[Source text]
[Start]
Overall, total investments at fair value decreased by 1.6%, or $32.2 million, during the three months ended June 30, 2019 after factoring in debt repayments, sales of securities, net fundings on revolvers and net change in unrealized gain (loss).
For the three months ended June 30, 2019, the weighted average annualized investment income yield (which includes interest and fee income and amortization of capitalized fees and discounts) and the weighted average annualized income yield (which excludes income resulting from amortization of capitalized fees and discounts) on the fair value of earning portfolio investments in the Company's portfolio were 9.2% and 8.6%, respectively.



Exhibit 99.1


Consolidated Results of Operations
Total investment income for the quarters ended June 30, 2019 and March 31, 2019 was $42.1 million and $41.8 million, respectively. This $0.3 million increase was primarily attributable to an increase in fee income. Total expenses for the quarters ended June 30, 2019 and March 31, 2019 were $22.7 million and $21.7 million, respectively. This $1.0 million increase was primarily attributable to a increase in incentive fee expense. During the quarter ended June 30, 2019, the Company recorded a net realized loss of $0.7 million and recorded net unrealized appreciation of $0.5 million. The net realized loss was primarily due to a realized loss recognized on the sale of one portfolio company investment which was partially offset by realized gains on the sale of two portfolio company equity investments. The net unrealized appreciation was primarily due to the rise in market prices of portfolio company investments and the reversal of the net unrealized depreciation associated with the sale or restructure of a few portfolio company investments.
Liquidity and Capital Resources
The Company’s liquidity and capital resources are derived from the Company’s debt securitizations (also known as collateralized loan obligations, or CLOs), U.S. Small Business Administration (“SBA”) debentures, revolving credit facilities and cash flow from operations. The Company’s primary uses of funds from operations include investments in portfolio companies and payment of fees and other expenses that the Company incurs. The Company has used, and expects to continue to use, its debt securitizations, SBA debentures, revolving credit facilities, proceeds from its investment portfolio and proceeds from offerings of its securities and its dividend reinvestment plan to finance its investment objectives.
[End]
[Task list]
1. Duplicate the passage of the quarterly results text from "For the three" up to and including "and 8.6%, respectively.".
2. Pick up the quarterly results text after its final sentence and keep writing.

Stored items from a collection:
[Start]
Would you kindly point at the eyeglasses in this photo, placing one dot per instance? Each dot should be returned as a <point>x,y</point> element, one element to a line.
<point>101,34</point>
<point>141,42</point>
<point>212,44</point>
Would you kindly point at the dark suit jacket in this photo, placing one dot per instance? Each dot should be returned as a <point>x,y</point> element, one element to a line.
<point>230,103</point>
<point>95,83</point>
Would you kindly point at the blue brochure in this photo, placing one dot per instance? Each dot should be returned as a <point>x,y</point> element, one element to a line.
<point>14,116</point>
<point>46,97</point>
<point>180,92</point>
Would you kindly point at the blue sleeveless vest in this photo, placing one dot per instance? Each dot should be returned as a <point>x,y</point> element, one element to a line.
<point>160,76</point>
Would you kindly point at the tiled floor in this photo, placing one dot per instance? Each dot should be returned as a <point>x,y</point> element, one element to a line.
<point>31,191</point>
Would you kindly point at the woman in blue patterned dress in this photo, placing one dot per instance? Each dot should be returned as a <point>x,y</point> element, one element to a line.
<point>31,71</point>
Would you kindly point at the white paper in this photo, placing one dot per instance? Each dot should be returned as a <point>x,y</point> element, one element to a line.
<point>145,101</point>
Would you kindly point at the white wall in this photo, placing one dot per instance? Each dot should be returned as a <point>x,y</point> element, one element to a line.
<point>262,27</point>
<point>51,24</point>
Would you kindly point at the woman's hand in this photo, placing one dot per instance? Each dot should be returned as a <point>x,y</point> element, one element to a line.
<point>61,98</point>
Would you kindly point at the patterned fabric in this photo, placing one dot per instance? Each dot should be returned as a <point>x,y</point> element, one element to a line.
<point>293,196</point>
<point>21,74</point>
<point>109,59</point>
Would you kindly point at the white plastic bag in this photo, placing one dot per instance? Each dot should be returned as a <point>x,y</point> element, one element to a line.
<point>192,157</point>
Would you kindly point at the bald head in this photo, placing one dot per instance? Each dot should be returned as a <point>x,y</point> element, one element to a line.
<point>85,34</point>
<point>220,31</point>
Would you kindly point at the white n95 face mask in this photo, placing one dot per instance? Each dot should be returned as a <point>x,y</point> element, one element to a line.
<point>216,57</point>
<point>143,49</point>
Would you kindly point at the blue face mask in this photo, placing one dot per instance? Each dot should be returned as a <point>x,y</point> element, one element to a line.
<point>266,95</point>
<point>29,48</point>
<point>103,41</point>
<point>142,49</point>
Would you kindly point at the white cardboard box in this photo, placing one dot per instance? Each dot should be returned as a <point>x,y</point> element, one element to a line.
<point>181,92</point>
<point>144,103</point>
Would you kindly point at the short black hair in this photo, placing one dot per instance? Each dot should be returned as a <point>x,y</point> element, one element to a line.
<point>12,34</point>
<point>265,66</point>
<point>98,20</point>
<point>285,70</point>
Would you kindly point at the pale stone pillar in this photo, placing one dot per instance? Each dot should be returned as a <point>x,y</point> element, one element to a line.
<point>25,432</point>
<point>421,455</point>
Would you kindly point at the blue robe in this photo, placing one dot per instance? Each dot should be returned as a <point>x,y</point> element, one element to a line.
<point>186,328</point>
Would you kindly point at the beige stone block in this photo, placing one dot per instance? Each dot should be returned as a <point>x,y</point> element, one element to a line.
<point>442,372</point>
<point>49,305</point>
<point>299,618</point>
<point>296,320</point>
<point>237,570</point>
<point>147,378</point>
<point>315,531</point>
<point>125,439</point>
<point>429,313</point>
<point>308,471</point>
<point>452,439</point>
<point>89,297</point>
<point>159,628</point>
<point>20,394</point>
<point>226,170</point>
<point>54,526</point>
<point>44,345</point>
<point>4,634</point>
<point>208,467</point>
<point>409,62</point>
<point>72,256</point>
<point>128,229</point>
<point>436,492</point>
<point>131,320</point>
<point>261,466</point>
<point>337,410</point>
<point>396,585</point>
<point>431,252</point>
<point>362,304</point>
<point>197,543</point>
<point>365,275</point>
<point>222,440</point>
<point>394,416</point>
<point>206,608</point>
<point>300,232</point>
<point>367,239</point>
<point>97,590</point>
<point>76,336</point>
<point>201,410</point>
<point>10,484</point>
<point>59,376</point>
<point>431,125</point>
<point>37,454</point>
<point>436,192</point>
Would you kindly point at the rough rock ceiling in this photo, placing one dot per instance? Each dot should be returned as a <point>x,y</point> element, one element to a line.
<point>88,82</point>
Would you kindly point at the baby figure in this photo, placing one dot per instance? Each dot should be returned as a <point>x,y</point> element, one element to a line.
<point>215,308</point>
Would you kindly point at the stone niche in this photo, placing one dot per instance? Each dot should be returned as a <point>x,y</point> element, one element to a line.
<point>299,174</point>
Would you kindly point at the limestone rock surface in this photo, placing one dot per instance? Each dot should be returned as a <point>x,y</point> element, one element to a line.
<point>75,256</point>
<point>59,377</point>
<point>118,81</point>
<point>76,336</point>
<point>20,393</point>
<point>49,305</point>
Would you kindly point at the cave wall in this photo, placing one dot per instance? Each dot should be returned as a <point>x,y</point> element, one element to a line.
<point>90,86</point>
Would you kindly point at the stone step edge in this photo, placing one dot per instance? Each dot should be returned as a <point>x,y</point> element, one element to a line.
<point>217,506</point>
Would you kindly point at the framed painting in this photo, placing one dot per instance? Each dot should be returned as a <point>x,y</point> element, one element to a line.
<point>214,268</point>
[End]
[Answer list]
1.
For the three months ended June 30, 2019, the weighted average annualized investment income yield (which includes interest and fee income and amortization of capitalized fees and discounts) and the weighted average annualized income yield (which excludes income resulting from amortization of capitalized fees and discounts) on the fair value of earning portfolio investments in the Company's portfolio were 9.2% and 8.6%, respectively.

2.
As of June 30, 2019, the Company had cash, cash equivalents and foreign currencies of $8.3 million, restricted cash, cash equivalents and foreign currencies of $102.4 million and $1,050.6 million of debt and other short-term borrowings outstanding. As of June 30, 2019, the Company had $15.3 million of remaining commitments and $15.3 million available for additional borrowings on its senior secured revolving credit facility with Morgan Stanley Senior Funding, Inc. (the "Morgan Stanley Credit Facility"), as lender and administrative agent, subject to leverage and borrowing base restrictions. As of June 30, 2019, through our small business investment company licensees, we had $40.5 million of SBA debenture commitments, none of which was available to be drawn, subject to customary SBA regulatory requirements.
On August 6, 2019, our board of directors declared a quarterly distribution of $0.32 per share which is payable on September 27, 2019 to holders of record as of August 19, 2019.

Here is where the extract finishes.